(Material for the task begins)

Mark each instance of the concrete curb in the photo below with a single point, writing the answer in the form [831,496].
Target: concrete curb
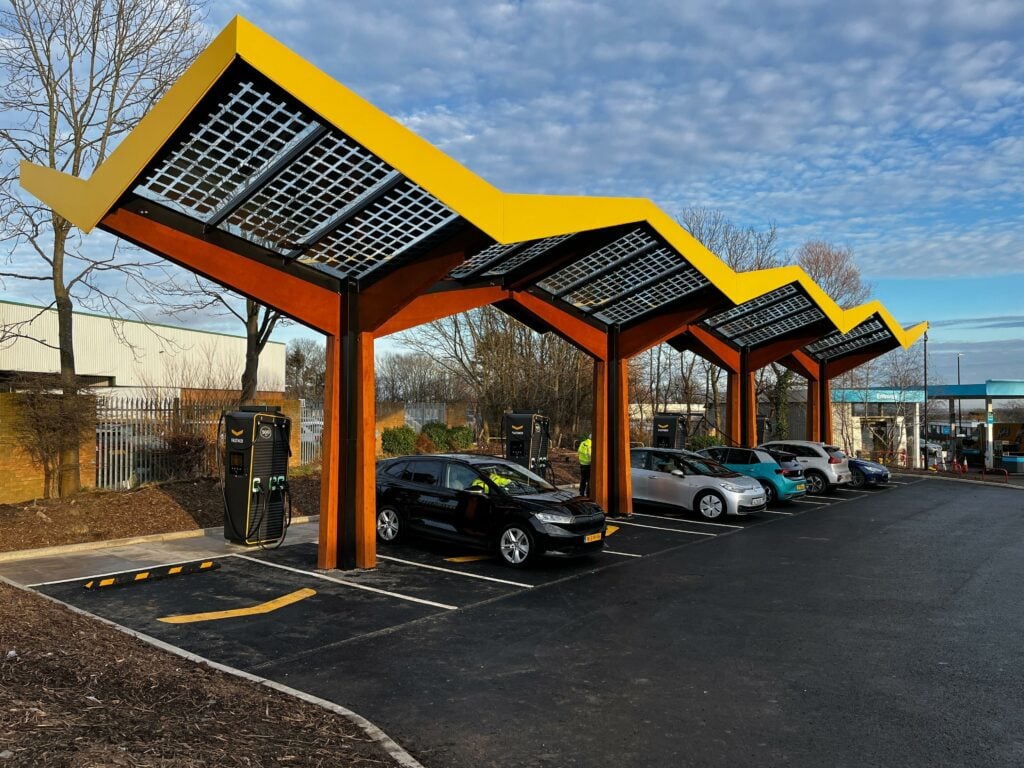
[70,549]
[947,478]
[387,743]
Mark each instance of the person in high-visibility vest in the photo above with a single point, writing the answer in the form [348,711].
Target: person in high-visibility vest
[583,453]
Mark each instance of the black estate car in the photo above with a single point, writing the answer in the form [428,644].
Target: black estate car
[485,502]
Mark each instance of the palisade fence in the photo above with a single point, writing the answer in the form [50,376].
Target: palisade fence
[310,431]
[146,439]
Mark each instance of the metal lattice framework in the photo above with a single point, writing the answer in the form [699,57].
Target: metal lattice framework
[262,173]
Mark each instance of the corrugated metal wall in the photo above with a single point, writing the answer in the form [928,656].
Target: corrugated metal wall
[137,354]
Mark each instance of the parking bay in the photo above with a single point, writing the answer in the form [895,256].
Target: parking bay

(Material for the task ends)

• [Your assignment] Could you output exactly the lines from the one containing "Target: corrugated metal wall" to the end of the entries above, both included, and no others?

• [Task answer]
Target: corrugated metal wall
[137,354]
Mark each instance of the parking bay in the photo above with a single point, writing the answer in the form [895,256].
Target: parking bay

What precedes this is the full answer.